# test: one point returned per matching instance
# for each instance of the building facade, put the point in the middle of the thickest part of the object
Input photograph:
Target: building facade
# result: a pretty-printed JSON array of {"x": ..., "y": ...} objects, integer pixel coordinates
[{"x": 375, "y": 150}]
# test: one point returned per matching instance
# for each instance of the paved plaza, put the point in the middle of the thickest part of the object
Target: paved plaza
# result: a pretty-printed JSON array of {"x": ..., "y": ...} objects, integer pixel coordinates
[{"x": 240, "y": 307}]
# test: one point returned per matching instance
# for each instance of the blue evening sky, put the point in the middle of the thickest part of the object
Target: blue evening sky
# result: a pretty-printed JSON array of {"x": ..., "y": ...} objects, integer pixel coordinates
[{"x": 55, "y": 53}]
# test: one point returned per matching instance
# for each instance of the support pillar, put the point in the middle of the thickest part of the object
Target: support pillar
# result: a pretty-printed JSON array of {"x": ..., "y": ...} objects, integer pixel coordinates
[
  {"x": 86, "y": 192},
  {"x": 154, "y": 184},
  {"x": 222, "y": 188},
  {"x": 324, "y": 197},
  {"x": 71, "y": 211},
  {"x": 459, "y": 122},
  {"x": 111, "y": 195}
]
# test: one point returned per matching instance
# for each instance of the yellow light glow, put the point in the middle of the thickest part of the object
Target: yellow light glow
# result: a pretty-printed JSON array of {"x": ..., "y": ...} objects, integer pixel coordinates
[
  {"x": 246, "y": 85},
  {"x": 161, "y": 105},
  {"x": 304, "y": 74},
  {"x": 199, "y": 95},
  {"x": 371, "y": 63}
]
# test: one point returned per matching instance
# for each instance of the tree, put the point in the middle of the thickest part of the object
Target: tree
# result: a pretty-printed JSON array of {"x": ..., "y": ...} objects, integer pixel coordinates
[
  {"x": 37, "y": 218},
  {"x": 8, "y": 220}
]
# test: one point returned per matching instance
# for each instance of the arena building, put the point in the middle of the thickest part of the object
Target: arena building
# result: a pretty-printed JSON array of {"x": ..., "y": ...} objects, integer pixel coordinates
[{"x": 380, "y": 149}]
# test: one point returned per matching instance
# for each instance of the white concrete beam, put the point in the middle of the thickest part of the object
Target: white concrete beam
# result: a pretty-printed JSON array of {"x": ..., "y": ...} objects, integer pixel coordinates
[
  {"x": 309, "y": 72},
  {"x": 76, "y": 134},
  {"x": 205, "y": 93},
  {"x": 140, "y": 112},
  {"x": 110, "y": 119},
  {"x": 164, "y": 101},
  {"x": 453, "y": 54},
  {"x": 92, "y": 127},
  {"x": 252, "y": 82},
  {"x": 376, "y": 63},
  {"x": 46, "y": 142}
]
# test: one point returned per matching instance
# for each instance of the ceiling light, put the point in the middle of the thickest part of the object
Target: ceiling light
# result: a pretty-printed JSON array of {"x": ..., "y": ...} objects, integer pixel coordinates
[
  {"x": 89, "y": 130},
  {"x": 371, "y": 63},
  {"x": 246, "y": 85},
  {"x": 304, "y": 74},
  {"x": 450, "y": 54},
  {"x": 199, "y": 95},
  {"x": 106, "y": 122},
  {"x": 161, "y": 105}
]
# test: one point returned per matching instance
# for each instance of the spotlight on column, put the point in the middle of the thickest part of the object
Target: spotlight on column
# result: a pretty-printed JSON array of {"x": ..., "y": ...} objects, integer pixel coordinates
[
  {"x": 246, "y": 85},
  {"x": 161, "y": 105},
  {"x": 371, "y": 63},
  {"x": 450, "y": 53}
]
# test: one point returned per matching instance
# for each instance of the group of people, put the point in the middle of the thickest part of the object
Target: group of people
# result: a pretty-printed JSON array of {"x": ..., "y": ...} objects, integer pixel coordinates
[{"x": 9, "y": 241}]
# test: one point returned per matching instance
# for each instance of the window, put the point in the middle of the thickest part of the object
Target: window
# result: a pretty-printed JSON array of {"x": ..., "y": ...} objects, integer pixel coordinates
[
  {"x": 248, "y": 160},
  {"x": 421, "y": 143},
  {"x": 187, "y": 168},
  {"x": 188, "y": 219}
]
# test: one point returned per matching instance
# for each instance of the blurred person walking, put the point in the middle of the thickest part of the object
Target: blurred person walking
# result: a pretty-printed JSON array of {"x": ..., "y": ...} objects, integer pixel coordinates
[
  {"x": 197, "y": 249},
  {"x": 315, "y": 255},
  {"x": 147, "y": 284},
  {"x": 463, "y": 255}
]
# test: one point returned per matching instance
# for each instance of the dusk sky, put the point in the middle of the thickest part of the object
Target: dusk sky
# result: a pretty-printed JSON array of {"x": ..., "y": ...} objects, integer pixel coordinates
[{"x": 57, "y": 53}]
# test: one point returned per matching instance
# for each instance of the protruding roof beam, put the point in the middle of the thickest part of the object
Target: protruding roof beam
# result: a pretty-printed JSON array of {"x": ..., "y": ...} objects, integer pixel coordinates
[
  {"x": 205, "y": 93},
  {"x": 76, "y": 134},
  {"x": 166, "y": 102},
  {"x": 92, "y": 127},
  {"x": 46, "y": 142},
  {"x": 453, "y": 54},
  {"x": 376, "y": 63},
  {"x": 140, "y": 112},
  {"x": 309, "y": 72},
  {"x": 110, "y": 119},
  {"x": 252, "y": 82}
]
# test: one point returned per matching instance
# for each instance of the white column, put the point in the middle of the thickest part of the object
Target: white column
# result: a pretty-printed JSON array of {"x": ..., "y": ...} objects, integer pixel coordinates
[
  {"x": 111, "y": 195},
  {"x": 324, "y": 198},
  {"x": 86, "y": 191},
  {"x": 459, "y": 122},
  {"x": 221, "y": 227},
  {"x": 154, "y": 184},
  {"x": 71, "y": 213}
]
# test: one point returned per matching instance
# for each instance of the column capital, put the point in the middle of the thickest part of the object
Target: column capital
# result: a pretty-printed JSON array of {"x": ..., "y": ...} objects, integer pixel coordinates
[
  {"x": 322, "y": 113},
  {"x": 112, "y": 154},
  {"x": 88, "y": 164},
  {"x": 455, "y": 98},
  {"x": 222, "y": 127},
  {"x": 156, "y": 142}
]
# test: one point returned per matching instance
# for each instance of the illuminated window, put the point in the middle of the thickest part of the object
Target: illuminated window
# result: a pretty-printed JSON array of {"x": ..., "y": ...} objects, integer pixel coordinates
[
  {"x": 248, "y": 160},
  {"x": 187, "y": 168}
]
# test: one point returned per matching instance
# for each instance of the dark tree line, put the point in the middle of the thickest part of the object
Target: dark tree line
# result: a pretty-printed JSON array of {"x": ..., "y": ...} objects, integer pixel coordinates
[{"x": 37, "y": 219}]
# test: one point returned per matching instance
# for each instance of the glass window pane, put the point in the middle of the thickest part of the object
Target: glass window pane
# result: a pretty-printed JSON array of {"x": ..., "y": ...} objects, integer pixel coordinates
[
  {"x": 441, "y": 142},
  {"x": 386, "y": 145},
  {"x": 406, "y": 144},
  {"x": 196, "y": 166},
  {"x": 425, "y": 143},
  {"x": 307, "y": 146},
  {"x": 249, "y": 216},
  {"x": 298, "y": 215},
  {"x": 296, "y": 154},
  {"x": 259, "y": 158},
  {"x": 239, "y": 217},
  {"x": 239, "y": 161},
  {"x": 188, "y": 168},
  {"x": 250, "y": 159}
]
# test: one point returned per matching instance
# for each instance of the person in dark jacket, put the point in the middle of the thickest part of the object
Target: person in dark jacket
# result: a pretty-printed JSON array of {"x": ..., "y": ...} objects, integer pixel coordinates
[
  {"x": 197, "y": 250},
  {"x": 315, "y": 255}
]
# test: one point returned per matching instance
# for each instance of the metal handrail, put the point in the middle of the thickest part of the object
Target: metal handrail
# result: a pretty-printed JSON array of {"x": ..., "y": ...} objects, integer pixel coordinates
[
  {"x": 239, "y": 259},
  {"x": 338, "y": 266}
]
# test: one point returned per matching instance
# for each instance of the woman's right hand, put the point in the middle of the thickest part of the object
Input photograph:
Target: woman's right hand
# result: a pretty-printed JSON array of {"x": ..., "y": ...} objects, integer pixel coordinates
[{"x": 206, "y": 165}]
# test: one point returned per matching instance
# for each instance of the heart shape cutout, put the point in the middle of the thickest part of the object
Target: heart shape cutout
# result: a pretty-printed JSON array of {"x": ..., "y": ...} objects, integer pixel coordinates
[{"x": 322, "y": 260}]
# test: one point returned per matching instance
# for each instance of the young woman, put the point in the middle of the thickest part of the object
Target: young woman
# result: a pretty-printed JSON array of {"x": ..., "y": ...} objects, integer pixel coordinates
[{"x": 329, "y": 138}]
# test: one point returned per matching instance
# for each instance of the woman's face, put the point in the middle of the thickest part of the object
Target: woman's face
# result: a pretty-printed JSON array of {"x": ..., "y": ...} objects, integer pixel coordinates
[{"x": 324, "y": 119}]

═══

Locate each line of the material above that contains the word "tree", matching case exactly, and copy those lines out.

# for each instance of the tree, put the point in the middle of the thickest part of the object
Target: tree
# for each instance of the dark tree line, put the point in the middle of the thickest part of the object
Target: dark tree line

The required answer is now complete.